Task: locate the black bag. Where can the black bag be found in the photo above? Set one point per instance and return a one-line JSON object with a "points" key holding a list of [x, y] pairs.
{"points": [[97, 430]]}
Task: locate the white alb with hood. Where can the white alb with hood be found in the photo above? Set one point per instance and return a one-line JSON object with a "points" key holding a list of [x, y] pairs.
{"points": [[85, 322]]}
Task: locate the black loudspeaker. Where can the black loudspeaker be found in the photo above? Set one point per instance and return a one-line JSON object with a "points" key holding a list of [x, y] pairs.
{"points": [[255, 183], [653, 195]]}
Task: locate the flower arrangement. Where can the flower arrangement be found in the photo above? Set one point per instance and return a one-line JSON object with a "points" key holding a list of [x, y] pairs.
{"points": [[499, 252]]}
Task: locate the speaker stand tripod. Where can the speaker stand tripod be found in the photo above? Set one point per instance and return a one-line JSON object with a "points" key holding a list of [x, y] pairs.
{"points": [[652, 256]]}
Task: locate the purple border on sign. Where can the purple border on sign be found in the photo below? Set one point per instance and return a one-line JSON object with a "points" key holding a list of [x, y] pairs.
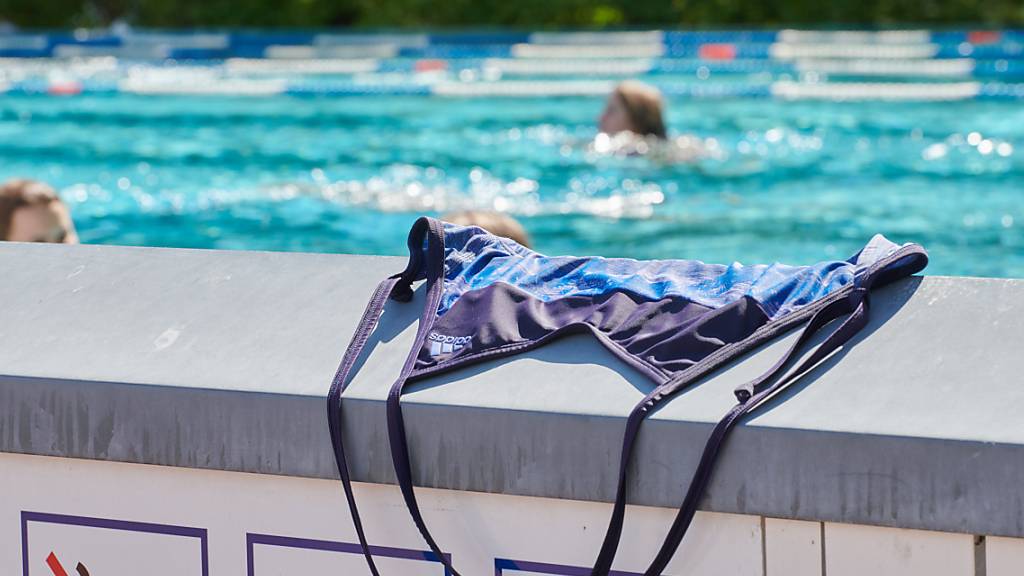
{"points": [[501, 565], [348, 547], [109, 524]]}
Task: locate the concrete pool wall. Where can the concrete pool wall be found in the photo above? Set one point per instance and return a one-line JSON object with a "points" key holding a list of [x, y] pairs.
{"points": [[171, 403]]}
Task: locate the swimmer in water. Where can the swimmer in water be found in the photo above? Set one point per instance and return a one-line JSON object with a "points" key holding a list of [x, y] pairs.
{"points": [[32, 211], [633, 123], [636, 108]]}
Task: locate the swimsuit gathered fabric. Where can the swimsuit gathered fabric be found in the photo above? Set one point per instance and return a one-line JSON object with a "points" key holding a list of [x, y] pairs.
{"points": [[675, 321]]}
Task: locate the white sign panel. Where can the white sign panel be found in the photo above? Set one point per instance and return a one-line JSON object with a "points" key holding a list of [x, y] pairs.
{"points": [[72, 545], [282, 556]]}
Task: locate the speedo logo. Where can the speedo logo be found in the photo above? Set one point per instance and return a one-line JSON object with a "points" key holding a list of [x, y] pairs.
{"points": [[446, 344]]}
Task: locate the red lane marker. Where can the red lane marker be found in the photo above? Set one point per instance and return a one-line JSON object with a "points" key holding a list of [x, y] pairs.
{"points": [[983, 36], [54, 565], [718, 51]]}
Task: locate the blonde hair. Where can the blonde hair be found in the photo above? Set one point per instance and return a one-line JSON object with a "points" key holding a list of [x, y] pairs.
{"points": [[643, 105], [18, 194], [495, 222]]}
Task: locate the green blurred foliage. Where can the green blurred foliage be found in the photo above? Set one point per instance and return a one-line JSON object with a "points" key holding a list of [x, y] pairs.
{"points": [[513, 13]]}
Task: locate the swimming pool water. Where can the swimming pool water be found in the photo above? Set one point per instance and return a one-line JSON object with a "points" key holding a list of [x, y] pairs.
{"points": [[788, 181]]}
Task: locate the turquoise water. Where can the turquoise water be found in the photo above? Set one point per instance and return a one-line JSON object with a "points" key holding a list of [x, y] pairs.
{"points": [[790, 181]]}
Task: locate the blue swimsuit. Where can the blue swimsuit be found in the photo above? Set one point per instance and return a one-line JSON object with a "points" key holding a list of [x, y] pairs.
{"points": [[675, 321]]}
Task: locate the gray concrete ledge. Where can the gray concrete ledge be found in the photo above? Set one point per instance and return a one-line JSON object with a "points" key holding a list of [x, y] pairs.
{"points": [[222, 360]]}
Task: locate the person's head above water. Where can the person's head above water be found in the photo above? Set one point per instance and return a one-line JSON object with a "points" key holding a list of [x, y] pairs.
{"points": [[32, 211], [495, 222], [636, 108]]}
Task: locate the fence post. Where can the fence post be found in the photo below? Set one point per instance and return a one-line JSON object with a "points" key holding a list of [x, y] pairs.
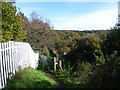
{"points": [[54, 63], [1, 68], [60, 64]]}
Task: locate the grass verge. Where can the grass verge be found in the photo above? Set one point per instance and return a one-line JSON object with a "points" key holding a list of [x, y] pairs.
{"points": [[30, 78]]}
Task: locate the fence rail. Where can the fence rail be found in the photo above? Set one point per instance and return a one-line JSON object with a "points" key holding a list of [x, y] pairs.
{"points": [[14, 56]]}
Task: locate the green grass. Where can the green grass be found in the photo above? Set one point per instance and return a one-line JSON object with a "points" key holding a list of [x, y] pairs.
{"points": [[30, 78]]}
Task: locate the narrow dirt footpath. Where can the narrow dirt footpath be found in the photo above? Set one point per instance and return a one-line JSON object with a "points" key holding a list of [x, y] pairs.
{"points": [[59, 82]]}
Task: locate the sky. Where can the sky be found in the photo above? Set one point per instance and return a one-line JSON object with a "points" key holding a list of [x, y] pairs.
{"points": [[74, 15]]}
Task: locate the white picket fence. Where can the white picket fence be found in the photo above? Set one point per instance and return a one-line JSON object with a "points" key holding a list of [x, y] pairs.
{"points": [[14, 56]]}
-=-=-
**Task objective**
Reproduce all of the rows above word for word, omitting the pictures.

**Result for this task**
Task: locate the black bag. Where can the black bag be found in the photo above? Set one point per instance and return a one-line JSON object with a "points" key holding a list of [x, y] pairs.
{"points": [[97, 430]]}
Task: locate the white alb with hood. Where can the white alb with hood be found in the photo above? Set one point per instance and return a one-line JSON object with a "points" key holding a list of [x, y] pairs.
{"points": [[85, 322]]}
Task: locate the black loudspeaker. Where can the black loudspeaker be found in the photo above? Set one point per instance and return a one-line JSON object with a "points" key holding a list of [x, y] pairs.
{"points": [[255, 183], [653, 195]]}
Task: locate the flower arrangement. Where can the flower arrangement be found in the photo above? Set one point per instance and return a one-line JSON object with a "points" key holding a list of [x, y] pairs.
{"points": [[499, 252]]}
Task: locate the speaker stand tripod. Where can the speaker stand tripod be found in the photo above? Set one point per instance and return a one-line JSON object with a "points" key holding a list of [x, y] pairs.
{"points": [[652, 256]]}
Task: locate the purple border on sign. Where can the purple border on sign be found in the photo below? Set one point per instance and return a one-line JSON object with a "points" key holding a list of [x, y] pairs.
{"points": [[501, 565], [348, 547], [109, 524]]}
Task: locate the concrete pool wall. Where can the concrete pool wall be found in the photo above? Set one point per instance and return a one-line JSON object with a "points" key holding a list of [x, y] pairs.
{"points": [[171, 403]]}
Task: locate the swimmer in water. Where can the swimmer in water be found in the photo above? Set one point per instance and return a one-line JSON object with a "points" key holding a list of [x, y] pairs.
{"points": [[32, 211], [633, 123], [636, 108]]}
Task: locate the swimsuit gathered fabric. Where can the swimsuit gathered fabric be found in the photo above? Set one point per instance and return a one-line JSON object with a "points" key holding a list of [x, y] pairs.
{"points": [[675, 321]]}
Task: locate the white sign panel. Where can the white sign panel be found in the photo above? Set one point per instance and return a one-line JSON object with a "points" key holding a list of [x, y] pairs.
{"points": [[72, 545], [282, 556]]}
Task: locate the speedo logo. Where can the speedo logo be found in the photo above? Set one point per instance and return a one-line JSON object with a "points" key holding a list of [x, y] pairs.
{"points": [[446, 344]]}
Task: locate the red lane marker. Where can the red lane marker be found in the photo above? Set one point per instance and return a one-line JSON object with a "points" key holding a list of [x, y] pairs.
{"points": [[983, 36], [54, 565], [718, 51]]}
Task: locate the blonde hair. Where can the blonde hair be found in the photo above? Set one point per instance and return a one-line JSON object with a "points" key holding a list of [x, y] pairs.
{"points": [[643, 105], [18, 194], [495, 222]]}
Task: locate the green blurred foliage. Where can the green blurred foliage be found in the photo above? Set one point per instance and return a one-line JSON object with a "points" key holding a list of [x, y] pairs.
{"points": [[513, 13]]}
Task: locate the swimming pool water. Where can the swimming pool water be found in the photo above? Set one point per instance and return a one-line JSON object with a "points" key holding a list of [x, y] pairs.
{"points": [[788, 181]]}
Task: locate the turquoise water. Where can the turquoise water be found in the photo above? Set one point per instance and return a one-line JSON object with a "points" key holding a list of [x, y] pairs.
{"points": [[790, 181]]}
Task: locate the blue swimsuit. Where can the blue swimsuit be found in the photo above? Set one point per instance and return a one-line JSON object with a "points" key holding a list of [x, y] pairs.
{"points": [[675, 321]]}
Task: locate the gray concrete ledge. Where can the gray concrete ledge be found in the photo above? Set one point per instance and return a one-line JSON object with a "points" key holding a list of [x, y] pairs.
{"points": [[222, 360]]}
Task: locate the person's head above water. Where can the person's head above water be found in the photo above? Set one point per instance and return a one-line JSON object with a "points" key holding a list of [x, y] pairs.
{"points": [[32, 211], [495, 222], [636, 108]]}
Task: locate the fence post. Where can the fence post be found in the photo below? Set one point per instance and return a one-line JSON object with a "points" key holding a list of [x, y] pairs.
{"points": [[54, 63], [1, 68], [60, 64]]}
Task: locate the grass verge. Where can the grass verge be found in the photo above? Set one point per instance and return a one-line JSON object with a "points" key holding a list of [x, y] pairs.
{"points": [[30, 78]]}
Task: locate the fence rail. Where can the fence rail be found in the photo above? Set one point per instance and return a one-line JSON object with a "points" key holding a list of [x, y] pairs.
{"points": [[14, 56]]}
Task: locate the green grass. Where can the green grass be found in the photo above? Set one point per instance and return a one-line JSON object with a "points" key holding a list of [x, y] pairs.
{"points": [[30, 78]]}
Task: locate the narrow dirt footpath. Where can the narrow dirt footpath be found in the photo above? Set one point per instance and return a one-line JSON object with a "points" key holding a list of [x, y] pairs.
{"points": [[59, 82]]}
Task: locate the sky. Where can the sky be found in the photo above? Set one point per instance and return a one-line JSON object with a "points" key holding a list of [x, y] pairs.
{"points": [[74, 15]]}
Task: locate the white picket fence. Where can the white picket fence be found in the photo above? Set one point per instance and return a one-line JSON object with a "points" key holding a list of [x, y] pairs.
{"points": [[14, 56]]}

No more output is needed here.